Image point grounding data
• • •

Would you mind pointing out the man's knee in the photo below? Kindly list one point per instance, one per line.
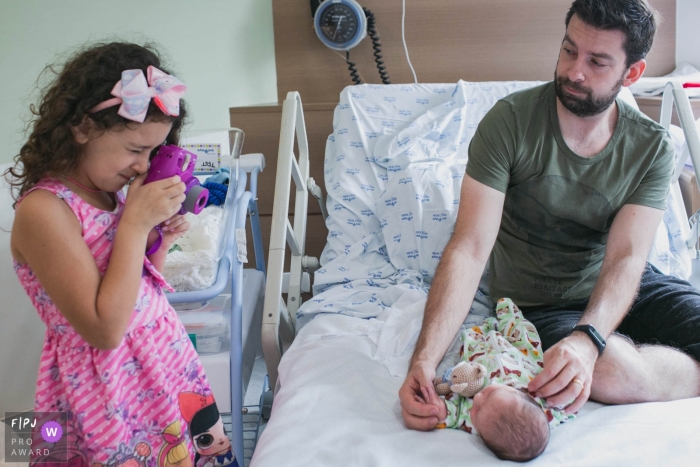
(628, 373)
(620, 374)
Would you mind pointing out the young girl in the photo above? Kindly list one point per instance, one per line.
(115, 355)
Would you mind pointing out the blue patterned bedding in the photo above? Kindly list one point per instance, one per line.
(393, 170)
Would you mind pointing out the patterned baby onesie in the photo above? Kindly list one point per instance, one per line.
(125, 405)
(510, 349)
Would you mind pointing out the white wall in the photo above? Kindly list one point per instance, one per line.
(222, 49)
(688, 32)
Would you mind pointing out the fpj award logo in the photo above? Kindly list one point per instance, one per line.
(35, 437)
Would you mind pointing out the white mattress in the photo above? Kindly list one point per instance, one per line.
(337, 405)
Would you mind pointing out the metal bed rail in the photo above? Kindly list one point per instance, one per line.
(279, 318)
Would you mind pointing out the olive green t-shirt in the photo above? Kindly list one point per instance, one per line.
(559, 206)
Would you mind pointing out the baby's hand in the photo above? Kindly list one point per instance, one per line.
(173, 229)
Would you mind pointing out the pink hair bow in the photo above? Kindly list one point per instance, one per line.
(134, 94)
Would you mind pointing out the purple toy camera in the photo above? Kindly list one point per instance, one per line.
(172, 160)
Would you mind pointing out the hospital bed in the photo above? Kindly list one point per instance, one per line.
(338, 360)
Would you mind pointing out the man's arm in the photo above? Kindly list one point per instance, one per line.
(451, 294)
(574, 357)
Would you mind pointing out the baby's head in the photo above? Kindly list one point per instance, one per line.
(69, 93)
(510, 423)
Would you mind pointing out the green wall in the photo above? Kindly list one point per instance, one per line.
(222, 49)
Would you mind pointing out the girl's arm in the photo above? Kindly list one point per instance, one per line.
(47, 235)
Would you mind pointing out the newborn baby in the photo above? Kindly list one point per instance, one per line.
(503, 355)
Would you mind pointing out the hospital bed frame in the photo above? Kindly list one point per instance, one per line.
(239, 202)
(279, 318)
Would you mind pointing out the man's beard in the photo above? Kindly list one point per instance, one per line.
(588, 106)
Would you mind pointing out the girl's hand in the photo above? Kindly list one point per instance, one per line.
(149, 205)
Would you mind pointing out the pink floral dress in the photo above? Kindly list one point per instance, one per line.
(123, 404)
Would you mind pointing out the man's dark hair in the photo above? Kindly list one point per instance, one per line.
(635, 18)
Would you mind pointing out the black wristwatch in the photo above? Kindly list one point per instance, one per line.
(593, 334)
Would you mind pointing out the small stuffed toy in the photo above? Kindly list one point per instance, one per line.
(465, 378)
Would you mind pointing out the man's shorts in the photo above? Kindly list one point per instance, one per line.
(665, 311)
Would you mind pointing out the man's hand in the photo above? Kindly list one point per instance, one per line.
(418, 398)
(565, 381)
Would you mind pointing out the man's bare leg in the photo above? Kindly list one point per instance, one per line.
(628, 374)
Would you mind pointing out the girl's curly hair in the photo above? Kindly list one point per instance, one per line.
(85, 80)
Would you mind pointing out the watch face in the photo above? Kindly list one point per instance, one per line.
(338, 23)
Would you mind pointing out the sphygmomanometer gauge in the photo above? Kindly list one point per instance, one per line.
(340, 24)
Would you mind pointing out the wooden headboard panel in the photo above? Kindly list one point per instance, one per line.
(448, 40)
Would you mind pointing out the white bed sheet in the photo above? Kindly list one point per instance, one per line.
(337, 405)
(337, 402)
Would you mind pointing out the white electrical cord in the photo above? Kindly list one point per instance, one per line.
(403, 37)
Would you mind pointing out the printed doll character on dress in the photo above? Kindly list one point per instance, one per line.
(486, 392)
(115, 355)
(207, 431)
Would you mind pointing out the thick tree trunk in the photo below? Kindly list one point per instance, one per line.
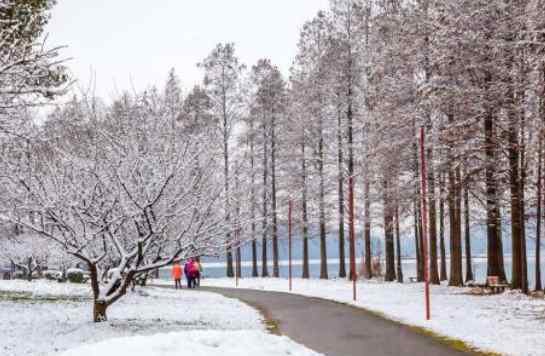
(306, 269)
(388, 234)
(398, 246)
(443, 275)
(367, 230)
(434, 273)
(340, 192)
(469, 266)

• • •

**Work to complete:**
I'd like the entries above repeated exactly, but without any of their pictures.

**Solved exercise:**
Would you mind pointing out the man's knee in the photo below? Kindly list one point per instance, one per line.
(628, 373)
(620, 374)
Would you mind pointing out the young girl in the photo above? Kindly list one point per instance, one per line.
(115, 355)
Would you mind pointing out the blue patterned bedding in the photo above? Kindly list one point per instance, one per line.
(393, 170)
Would you mind pointing out the patterned baby onesie in the photo above? Kindly list one point per instance, one per line.
(125, 405)
(510, 349)
Would you mind pointing out the white wall in the photo above? Kindly list one point per instance, one per line.
(222, 49)
(688, 32)
Would you mind pointing out the fpj award logo in the photo above? Kindly list one point per instance, one per line.
(35, 437)
Would you mind pointing out the white mattress in the photo above? Kindly list one point per instance, one per line.
(337, 405)
Would you mind pointing out the metal bed rail in the photo above? Kindly list one point per instance, one per line.
(279, 318)
Would you mind pointing out the olive green t-shirt in the photo above? Kindly list one point per instance, one per line.
(559, 206)
Would you mind pointing out the baby's hand in the photo above? Kindly list one point per instance, one per line.
(173, 229)
Would you mind pointing out the pink hair bow in the photo above? Kindly list one point per instance, one per line.
(134, 94)
Would you mind pointing out the purple toy camera in the photo above? Kindly list one point per instance, one per line.
(172, 160)
Would you mind pointing out the hospital bed in the photo above? Kindly list one point per instance, one per line.
(338, 360)
Would you mind pointing out the man's arm in the photo above? Kindly list one point per instance, one per line.
(451, 294)
(574, 357)
Would you mind pointing out the baby's head in the photo above? Kindly list one point per instance, one per line.
(69, 93)
(510, 423)
Would you mind pointing out the green wall in the photo above? Kindly list one point per instance, one per line.
(222, 49)
Would you mind pointing out the girl's arm in the photo above? Kindly list one point per instance, one per line.
(47, 235)
Would you mind pointing out the newborn baby in the photo above? Kindly list one point per instance, one per line.
(503, 355)
Would you mind pointing out the hospital bed frame in the photo above? Kindly list one point per instance, one per line.
(239, 202)
(279, 318)
Would you mind pointing out the man's beard in the photo above? Kindly list one point per instance, one per line.
(588, 106)
Would you mind pointing out the girl's hand in the photo above? Kindly list one point per instance, one per line.
(149, 205)
Would you mind pointing out the pink floral dress in the photo above? Kindly list one point per instance, one per line.
(123, 404)
Would you mind pointing out the man's dark hair in the photo above? Kindly list one point per instance, one per line.
(635, 18)
Would you mind pointing out the black wristwatch in the photo above? Kindly list one point per instance, one per line.
(593, 334)
Would you mind pointing out the small stuffed toy in the photo above? Kindly list one point per instance, one per line.
(465, 378)
Would you mind pointing out the man's shorts in the photo above? Kindly list one point per instance, one per line.
(665, 311)
Would you mind pointing out the man's hand in the photo above? Kindly list one point per instance, one per line.
(418, 398)
(565, 381)
Would you mind pointing out the man's bare leg in the photo above? Kindly list one point per instance, one per line.
(628, 374)
Would you mind pointing out the girl's curly hair in the photo above? Kindly list one point per instance, one per line.
(85, 80)
Would you mind pointing out the watch face in the photo above? Kindly list one point per instance, one per line.
(338, 23)
Would you mind pointing out the sphygmomanometer gauge in the photo above? Kindly list one point per instance, one per line.
(340, 24)
Would you mind pointing out the wooden headboard panel in the photo above? Kindly list one point per instance, one per line.
(448, 40)
Would you mind pointing out the white bed sheet in the photo above? Kindly list one point per instance, one per line.
(337, 405)
(337, 402)
Would you mind pointing out the white electrical cord in the photo above? Kindly list one point per instance, one per line.
(403, 37)
Would you mind pointing out the printed doll character on dress in the photo above? Kindly list one point per instance, one per line.
(486, 392)
(115, 355)
(207, 431)
Would you mind pointing out the thick tree trunk in the photo below? Kindly list one point per instance, one per line.
(306, 269)
(388, 234)
(398, 246)
(443, 275)
(367, 230)
(434, 273)
(340, 192)
(469, 266)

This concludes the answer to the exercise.